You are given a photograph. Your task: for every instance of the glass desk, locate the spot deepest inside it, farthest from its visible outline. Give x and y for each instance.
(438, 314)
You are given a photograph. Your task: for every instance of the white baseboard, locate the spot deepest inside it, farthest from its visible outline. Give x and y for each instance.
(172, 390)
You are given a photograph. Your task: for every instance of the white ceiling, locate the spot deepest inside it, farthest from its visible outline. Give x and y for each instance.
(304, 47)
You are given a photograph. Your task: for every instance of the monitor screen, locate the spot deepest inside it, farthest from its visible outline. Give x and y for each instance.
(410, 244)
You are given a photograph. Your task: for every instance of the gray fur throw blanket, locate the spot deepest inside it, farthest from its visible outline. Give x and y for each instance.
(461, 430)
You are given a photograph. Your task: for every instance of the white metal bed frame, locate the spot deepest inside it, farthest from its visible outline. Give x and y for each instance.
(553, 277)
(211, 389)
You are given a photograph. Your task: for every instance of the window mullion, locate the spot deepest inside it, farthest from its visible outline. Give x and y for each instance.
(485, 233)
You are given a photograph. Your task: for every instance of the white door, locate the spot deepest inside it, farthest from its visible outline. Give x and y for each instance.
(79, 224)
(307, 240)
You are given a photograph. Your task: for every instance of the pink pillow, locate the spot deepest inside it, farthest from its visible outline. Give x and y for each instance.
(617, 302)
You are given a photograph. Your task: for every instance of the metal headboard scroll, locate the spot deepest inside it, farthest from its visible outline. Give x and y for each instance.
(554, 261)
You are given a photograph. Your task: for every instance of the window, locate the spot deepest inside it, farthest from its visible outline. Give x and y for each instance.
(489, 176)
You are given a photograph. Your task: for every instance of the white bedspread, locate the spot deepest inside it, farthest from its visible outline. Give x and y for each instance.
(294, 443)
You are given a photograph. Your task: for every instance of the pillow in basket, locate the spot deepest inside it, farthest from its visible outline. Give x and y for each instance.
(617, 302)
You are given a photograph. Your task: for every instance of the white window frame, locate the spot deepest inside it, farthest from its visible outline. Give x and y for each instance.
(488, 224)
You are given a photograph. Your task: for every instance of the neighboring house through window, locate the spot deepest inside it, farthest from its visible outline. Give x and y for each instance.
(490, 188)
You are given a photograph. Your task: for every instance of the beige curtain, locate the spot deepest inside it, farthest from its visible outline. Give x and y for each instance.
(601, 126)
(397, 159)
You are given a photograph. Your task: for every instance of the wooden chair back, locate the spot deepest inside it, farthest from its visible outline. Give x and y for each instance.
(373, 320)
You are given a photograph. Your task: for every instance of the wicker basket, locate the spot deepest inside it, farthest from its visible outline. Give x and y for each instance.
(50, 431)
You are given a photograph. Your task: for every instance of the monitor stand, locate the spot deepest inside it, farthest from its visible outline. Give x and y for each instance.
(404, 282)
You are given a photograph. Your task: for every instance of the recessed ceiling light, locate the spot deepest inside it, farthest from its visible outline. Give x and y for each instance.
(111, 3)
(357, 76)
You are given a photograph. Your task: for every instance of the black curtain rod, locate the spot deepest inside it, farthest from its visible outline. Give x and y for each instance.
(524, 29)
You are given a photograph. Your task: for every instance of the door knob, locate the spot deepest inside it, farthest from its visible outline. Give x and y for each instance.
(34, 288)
= = =
All entries shown above should be duplicated without a single difference.

You are given a photograph. Your task: for every instance of the glass desk, locate the spot deepest inside it, farthest from its visible outline. Give x and y for each instance.
(438, 314)
You are given a photograph. Your task: for every instance of the white baseboard, locate the spot deepest inside it, farthest from its visible outline. Give x and y for each instance.
(172, 390)
You are given a photograph. Your task: for every instance of the white ceiling, locate the spot deepest inside it, farthest from its visible outline. Give x and y for each instance.
(304, 47)
You are given a photograph. Your task: for every instance of the monitor screen, locate the spot deepest inside it, farthest from its visible outline. Give x and y for each instance.
(410, 244)
You are given a photograph. Your task: for every instance of the gray fur throw blanket, locate the spot deepest inside it, farthest from its visible outline. Give x and y for each instance.
(461, 430)
You are given a photograph. Your task: for every instance of the white metal bed frame, locate the spot deepest inside it, farthest from its visible outline. Give x and y for each instance.
(553, 277)
(211, 389)
You are given a photograph. Your task: for every instance of the window mullion, locate the spot deepest inside it, farthest from its visible outline. Give x and y for each instance.
(485, 233)
You are given a photograph. Your task: for every instance of the white door, locate the spot deepest inside it, farthest from its visible outline. Give x and y for each instance.
(79, 224)
(307, 240)
You are given a photograph. Your task: for every instance of the pink pillow, locate the spot deepest inside it, farthest from its visible outline. Give x and y for each instance.
(617, 302)
You are given a photograph. Your task: for every instance of the metal headboard scroll, locate the spot deepest inside it, farthest from its visible outline. Give x and y for each instance.
(554, 261)
You are given a photograph. Your task: for every instance of the window, locate the spot deepest inside it, farthest from its visible outline. Give x and y for each instance.
(489, 176)
You are given a photograph. Your task: for every instance of the white bedspread, locate the spot deepest inside it, farthest from its visible outline. Give x and y for each instance.
(294, 443)
You are given a photograph. Your task: for every instance of the pillow in basket, locate the spot deepest inside it, farthest from its visible outline. Give x and y for each instance.
(617, 302)
You are given a photograph. Your task: for every instance of the white window frame, locate the spot deepest inside it, farthest from its visible outline. Give x and y for each instance.
(488, 224)
You are given a photograph. Your task: for every instance of the neighboring house through window, locate the spot deepest inside it, farthest from its visible outline. Give x and y for each instance.
(490, 188)
You are given a photograph. Your task: for every instance of the beige curtain, locate the spot deepest inside it, farthest from its visible outline. Give x and y for each instance.
(601, 126)
(397, 159)
You are given a photograph. Your task: for every instance of the wooden chair back, locate the spot deepest inside it, farthest from its visible outline. Give x and y for each instance.
(373, 320)
You are given a photograph. Your task: for every instance of the wicker basket, locate the spot deepest inside it, farthest from its visible outline. Give x and y for each instance.
(50, 431)
You are given a photograph. Your task: for every instance of the monitor stand, locate the spot deepest inside it, farthest from its visible outline. Give x and y for each instance.
(404, 282)
You are given a photograph. Your task: for every instance of the recessed ceiling light, locate the spot deepest inside it, farthest from its visible outline. Give x and y for each instance.
(111, 3)
(357, 76)
You are given a photograph. Your task: for every instance of the black curtain rod, locate the spot deepest inside it, farthest from its visible outline. Give x and y for each instance.
(524, 29)
You are given a photograph. Your task: for every instance of the door knob, locate the spot deepest inside it, farthest from its visible outline. Give x and y for each instance.
(34, 288)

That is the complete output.